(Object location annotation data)
⁂

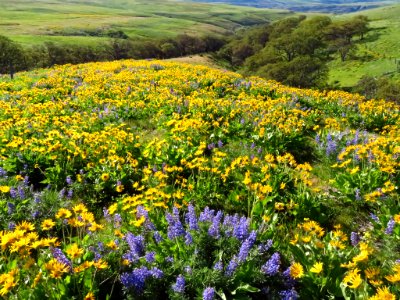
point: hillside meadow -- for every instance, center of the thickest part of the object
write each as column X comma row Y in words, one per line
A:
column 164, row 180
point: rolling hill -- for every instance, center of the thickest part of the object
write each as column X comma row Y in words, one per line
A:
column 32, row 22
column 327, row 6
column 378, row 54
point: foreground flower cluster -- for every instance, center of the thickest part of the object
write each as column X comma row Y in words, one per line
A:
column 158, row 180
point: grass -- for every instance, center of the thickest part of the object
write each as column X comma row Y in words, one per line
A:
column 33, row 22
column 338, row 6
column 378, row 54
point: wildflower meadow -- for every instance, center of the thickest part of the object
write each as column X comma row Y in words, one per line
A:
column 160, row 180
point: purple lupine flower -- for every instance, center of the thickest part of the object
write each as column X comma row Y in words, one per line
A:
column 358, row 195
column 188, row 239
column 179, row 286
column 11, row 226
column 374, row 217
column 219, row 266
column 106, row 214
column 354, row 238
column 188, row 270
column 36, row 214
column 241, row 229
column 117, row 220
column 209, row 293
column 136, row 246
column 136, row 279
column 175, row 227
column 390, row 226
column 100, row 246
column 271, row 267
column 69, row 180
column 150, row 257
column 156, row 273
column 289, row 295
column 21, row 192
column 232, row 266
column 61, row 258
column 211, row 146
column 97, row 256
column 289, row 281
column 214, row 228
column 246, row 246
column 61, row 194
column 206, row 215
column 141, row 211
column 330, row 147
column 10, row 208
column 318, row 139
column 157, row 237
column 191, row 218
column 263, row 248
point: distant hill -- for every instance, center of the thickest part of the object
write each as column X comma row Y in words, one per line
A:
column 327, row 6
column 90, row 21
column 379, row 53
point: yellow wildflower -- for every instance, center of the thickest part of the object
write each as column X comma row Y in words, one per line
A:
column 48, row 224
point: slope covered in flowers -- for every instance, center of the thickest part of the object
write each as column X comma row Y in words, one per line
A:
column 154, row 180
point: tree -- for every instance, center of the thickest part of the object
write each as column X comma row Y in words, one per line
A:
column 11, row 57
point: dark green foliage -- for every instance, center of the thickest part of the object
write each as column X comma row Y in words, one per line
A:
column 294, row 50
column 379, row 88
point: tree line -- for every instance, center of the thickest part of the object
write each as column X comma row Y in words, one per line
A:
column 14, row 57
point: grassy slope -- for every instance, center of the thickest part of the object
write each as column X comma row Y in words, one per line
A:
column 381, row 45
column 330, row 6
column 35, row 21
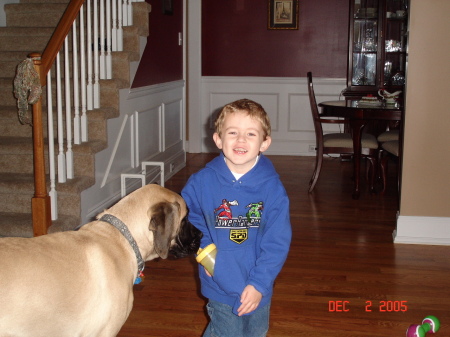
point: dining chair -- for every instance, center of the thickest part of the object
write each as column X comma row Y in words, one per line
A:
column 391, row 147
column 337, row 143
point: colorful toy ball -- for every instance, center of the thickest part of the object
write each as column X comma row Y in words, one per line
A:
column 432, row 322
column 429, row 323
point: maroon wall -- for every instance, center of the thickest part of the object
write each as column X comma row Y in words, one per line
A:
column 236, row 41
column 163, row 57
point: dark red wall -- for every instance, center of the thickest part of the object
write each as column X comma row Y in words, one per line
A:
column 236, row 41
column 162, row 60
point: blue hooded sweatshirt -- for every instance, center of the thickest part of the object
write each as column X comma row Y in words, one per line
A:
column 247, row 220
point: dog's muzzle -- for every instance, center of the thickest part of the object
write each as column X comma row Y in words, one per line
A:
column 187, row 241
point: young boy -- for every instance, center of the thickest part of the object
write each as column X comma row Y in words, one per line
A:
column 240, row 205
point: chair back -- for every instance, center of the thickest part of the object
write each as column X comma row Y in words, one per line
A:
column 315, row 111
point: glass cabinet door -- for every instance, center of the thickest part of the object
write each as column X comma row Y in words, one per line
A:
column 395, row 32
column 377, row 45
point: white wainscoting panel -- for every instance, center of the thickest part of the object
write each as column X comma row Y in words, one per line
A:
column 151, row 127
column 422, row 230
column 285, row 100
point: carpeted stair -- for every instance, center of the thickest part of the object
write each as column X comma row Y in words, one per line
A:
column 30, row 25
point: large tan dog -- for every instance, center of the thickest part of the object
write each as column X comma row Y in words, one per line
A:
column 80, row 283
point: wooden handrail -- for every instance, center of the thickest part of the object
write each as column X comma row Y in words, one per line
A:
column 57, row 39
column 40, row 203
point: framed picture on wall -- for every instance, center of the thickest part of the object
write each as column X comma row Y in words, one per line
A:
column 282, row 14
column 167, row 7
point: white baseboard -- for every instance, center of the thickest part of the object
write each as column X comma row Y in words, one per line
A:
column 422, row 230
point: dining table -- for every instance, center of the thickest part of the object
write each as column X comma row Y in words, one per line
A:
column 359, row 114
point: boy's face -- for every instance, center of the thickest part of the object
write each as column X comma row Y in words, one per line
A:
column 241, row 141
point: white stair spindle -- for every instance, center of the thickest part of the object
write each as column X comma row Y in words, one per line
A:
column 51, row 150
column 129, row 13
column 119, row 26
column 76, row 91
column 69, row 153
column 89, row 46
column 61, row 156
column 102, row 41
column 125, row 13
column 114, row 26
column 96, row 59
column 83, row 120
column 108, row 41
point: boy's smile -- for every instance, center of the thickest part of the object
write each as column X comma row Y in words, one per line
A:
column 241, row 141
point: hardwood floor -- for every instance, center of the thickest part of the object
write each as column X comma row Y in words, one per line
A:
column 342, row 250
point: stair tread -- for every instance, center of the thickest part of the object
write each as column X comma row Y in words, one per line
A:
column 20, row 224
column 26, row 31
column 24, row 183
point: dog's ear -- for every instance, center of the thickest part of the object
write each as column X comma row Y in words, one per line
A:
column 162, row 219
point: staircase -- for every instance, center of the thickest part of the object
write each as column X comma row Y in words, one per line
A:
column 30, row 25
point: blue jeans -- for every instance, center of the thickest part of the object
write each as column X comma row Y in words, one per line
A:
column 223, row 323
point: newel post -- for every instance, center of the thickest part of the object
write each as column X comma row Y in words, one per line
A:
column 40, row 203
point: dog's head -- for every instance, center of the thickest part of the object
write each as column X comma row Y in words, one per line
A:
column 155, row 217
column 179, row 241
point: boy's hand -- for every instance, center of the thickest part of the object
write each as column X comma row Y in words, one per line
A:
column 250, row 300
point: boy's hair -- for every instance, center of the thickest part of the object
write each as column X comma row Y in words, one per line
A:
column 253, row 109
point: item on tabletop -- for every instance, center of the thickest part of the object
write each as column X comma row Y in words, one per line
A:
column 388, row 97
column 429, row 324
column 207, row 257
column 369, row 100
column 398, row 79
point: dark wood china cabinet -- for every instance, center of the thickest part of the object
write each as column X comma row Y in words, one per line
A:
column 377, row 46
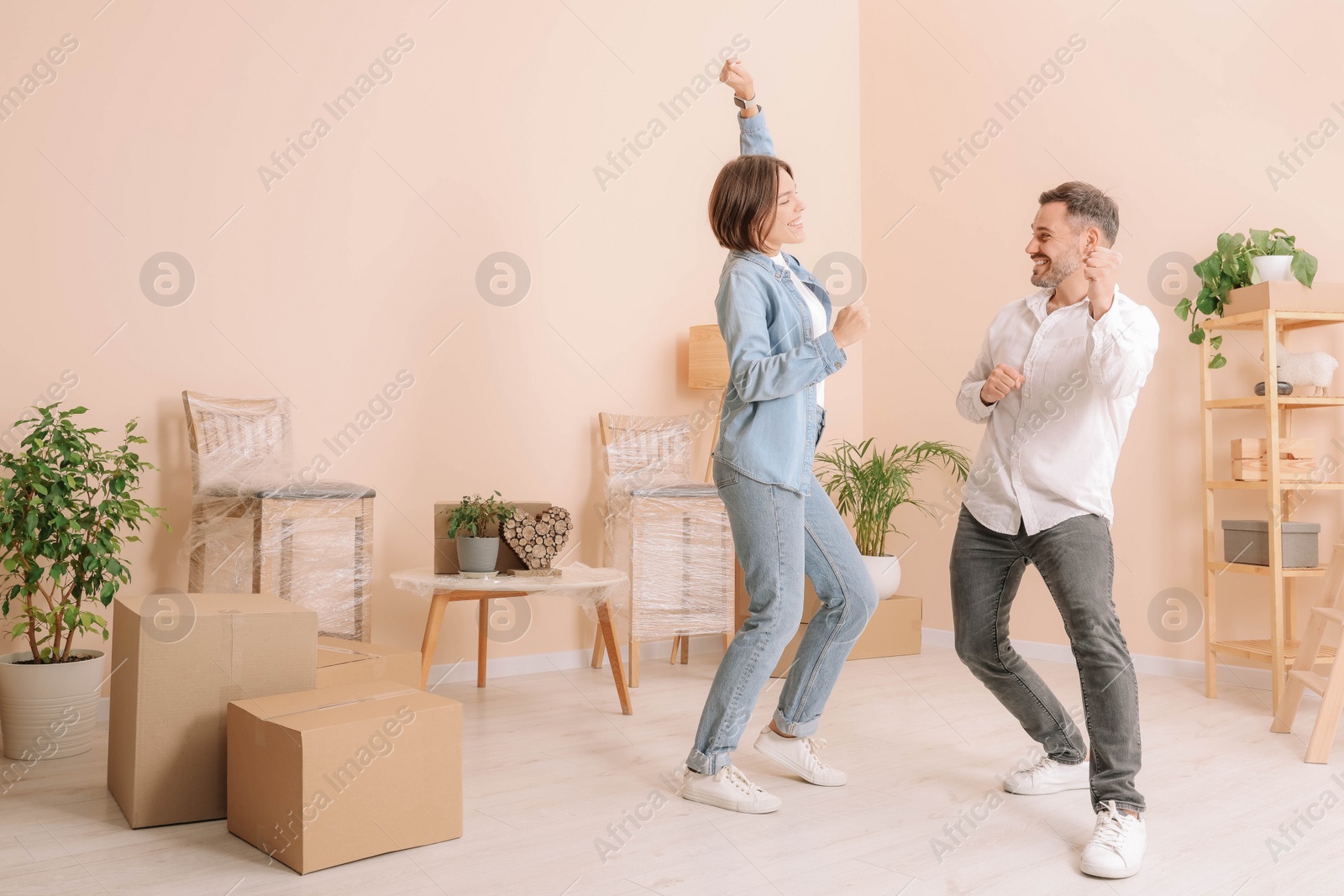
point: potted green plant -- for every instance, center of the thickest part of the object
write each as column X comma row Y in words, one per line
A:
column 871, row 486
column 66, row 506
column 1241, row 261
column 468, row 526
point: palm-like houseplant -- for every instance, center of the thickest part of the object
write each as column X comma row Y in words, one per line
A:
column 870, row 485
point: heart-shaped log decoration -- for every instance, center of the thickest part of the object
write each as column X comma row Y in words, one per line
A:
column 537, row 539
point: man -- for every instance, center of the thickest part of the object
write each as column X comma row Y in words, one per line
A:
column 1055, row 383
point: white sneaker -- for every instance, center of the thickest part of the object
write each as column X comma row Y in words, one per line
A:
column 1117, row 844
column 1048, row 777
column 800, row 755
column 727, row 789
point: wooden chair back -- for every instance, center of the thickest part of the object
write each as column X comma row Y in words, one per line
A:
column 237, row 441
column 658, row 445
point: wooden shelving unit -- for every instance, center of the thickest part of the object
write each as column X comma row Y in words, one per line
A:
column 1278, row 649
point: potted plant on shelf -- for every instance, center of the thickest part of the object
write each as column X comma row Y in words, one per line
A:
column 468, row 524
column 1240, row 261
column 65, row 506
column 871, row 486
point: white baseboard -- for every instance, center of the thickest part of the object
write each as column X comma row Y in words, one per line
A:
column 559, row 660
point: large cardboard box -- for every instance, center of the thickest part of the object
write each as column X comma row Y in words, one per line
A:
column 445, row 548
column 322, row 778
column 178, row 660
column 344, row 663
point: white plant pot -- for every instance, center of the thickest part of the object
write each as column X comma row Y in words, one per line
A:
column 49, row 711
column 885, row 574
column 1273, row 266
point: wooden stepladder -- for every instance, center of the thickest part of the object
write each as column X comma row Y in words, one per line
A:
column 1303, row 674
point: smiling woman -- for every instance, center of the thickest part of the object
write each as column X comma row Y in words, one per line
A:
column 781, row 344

⁂

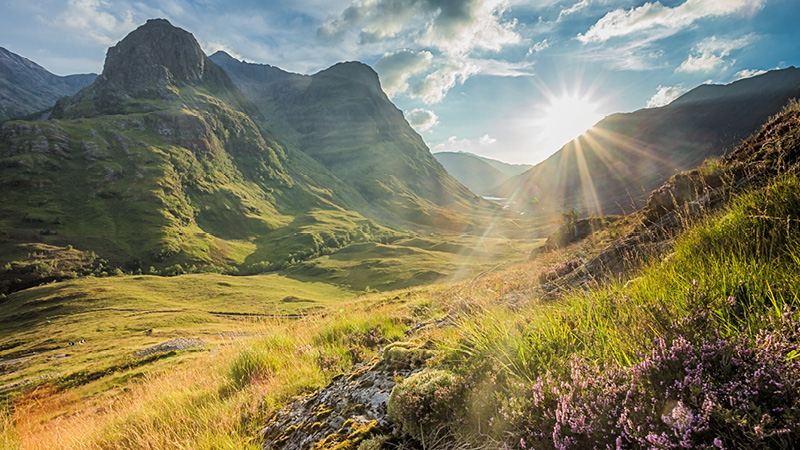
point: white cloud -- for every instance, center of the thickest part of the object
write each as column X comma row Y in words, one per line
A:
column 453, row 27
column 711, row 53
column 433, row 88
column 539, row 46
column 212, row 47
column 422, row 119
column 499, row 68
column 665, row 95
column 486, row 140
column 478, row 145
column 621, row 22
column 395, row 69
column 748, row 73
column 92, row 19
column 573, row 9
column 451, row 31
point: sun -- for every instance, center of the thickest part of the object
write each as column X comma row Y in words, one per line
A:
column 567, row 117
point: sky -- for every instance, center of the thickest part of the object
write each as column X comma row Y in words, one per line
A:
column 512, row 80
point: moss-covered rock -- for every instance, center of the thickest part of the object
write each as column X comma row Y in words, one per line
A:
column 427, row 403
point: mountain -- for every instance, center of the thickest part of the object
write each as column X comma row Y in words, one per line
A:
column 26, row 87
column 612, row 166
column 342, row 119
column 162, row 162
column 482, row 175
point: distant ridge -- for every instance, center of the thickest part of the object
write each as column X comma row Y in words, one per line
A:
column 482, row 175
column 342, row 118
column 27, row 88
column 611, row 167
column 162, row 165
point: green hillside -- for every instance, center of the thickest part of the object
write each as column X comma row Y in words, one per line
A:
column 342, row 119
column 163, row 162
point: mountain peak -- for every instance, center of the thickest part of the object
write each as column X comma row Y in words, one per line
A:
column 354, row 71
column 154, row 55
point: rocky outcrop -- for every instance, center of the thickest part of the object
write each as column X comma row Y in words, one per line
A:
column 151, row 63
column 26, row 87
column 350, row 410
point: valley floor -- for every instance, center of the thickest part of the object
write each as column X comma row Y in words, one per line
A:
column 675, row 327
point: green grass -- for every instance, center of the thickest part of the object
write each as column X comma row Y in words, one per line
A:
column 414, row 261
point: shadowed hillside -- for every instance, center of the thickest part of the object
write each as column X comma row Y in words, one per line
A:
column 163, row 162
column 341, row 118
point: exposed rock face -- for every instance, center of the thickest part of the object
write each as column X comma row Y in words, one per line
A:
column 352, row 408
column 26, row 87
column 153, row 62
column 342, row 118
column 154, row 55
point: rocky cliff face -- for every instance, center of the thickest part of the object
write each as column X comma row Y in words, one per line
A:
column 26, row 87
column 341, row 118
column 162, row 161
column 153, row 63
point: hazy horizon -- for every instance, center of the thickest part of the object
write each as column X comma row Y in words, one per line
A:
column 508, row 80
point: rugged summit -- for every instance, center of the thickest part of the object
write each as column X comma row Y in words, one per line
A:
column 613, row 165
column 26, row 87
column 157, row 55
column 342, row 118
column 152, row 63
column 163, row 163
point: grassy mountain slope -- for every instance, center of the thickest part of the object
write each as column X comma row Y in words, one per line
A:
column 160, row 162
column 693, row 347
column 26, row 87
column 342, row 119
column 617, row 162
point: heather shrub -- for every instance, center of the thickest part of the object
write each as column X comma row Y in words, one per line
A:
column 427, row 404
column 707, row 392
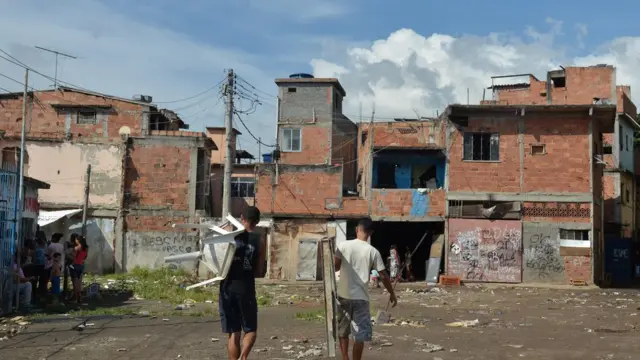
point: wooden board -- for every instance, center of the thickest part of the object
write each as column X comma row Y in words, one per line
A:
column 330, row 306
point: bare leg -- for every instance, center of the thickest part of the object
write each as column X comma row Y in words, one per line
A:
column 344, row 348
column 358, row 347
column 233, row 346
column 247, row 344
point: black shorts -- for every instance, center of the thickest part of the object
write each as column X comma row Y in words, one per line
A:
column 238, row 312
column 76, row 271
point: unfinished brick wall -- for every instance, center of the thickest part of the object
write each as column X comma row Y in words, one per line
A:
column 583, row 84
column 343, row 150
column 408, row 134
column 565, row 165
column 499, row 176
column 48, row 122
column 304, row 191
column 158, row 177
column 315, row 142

⁂

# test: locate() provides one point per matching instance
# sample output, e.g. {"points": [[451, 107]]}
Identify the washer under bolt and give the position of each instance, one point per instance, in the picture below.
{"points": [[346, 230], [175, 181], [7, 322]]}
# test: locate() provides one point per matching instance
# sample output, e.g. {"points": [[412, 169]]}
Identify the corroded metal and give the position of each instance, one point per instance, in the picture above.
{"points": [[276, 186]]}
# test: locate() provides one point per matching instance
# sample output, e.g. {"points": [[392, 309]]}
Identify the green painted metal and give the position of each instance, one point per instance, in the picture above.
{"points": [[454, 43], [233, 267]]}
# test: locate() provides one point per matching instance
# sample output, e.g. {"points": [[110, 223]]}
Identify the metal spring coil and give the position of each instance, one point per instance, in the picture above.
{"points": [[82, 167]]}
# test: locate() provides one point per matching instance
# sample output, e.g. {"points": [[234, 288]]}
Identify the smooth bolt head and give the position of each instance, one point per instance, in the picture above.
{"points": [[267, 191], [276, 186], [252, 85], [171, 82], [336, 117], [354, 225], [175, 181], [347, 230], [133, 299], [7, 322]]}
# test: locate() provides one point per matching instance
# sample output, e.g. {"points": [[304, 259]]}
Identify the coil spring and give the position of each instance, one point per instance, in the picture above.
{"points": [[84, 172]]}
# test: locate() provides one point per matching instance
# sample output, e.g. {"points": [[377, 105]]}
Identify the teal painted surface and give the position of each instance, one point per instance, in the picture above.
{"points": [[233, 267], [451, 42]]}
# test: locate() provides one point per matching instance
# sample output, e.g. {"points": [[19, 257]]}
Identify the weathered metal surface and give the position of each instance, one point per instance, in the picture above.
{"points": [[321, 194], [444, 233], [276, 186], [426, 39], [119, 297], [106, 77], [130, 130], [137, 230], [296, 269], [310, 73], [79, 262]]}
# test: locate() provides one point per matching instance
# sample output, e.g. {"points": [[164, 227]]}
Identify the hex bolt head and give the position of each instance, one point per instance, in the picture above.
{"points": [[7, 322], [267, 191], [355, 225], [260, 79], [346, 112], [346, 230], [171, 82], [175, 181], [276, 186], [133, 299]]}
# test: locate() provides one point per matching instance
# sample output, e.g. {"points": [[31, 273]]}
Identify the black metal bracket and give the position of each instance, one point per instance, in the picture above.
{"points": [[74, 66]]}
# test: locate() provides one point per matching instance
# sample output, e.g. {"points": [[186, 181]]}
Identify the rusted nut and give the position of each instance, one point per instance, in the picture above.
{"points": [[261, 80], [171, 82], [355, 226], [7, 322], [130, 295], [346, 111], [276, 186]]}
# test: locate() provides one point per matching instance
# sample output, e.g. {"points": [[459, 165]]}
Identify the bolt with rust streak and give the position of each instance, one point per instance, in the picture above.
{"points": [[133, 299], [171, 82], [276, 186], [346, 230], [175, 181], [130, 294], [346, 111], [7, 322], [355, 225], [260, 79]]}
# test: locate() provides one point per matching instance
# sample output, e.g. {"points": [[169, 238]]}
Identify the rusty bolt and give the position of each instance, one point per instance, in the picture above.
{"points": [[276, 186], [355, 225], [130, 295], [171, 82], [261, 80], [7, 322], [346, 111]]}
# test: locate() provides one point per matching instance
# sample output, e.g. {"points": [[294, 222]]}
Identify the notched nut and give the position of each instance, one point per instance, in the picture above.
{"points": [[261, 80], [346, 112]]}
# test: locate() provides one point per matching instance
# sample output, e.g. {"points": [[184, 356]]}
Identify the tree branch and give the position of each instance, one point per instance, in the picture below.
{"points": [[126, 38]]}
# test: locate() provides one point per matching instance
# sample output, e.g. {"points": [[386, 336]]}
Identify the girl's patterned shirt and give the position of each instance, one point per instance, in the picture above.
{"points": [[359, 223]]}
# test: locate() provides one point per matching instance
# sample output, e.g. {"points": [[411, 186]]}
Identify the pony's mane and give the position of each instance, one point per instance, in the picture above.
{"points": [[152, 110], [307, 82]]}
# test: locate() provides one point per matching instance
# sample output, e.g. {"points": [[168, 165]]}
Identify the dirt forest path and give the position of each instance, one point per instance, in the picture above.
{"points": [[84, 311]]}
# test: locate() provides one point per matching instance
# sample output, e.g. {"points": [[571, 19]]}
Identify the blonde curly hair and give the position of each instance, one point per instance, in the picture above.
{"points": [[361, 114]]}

⁂

Can you repeat the rows above verbatim, everything from the line with "point: chair back" down to the line with "column 315, row 111", both included?

point: chair back -- for every instance, center of the thickest part of the object
write each as column X comma row Y in words, one per line
A:
column 315, row 111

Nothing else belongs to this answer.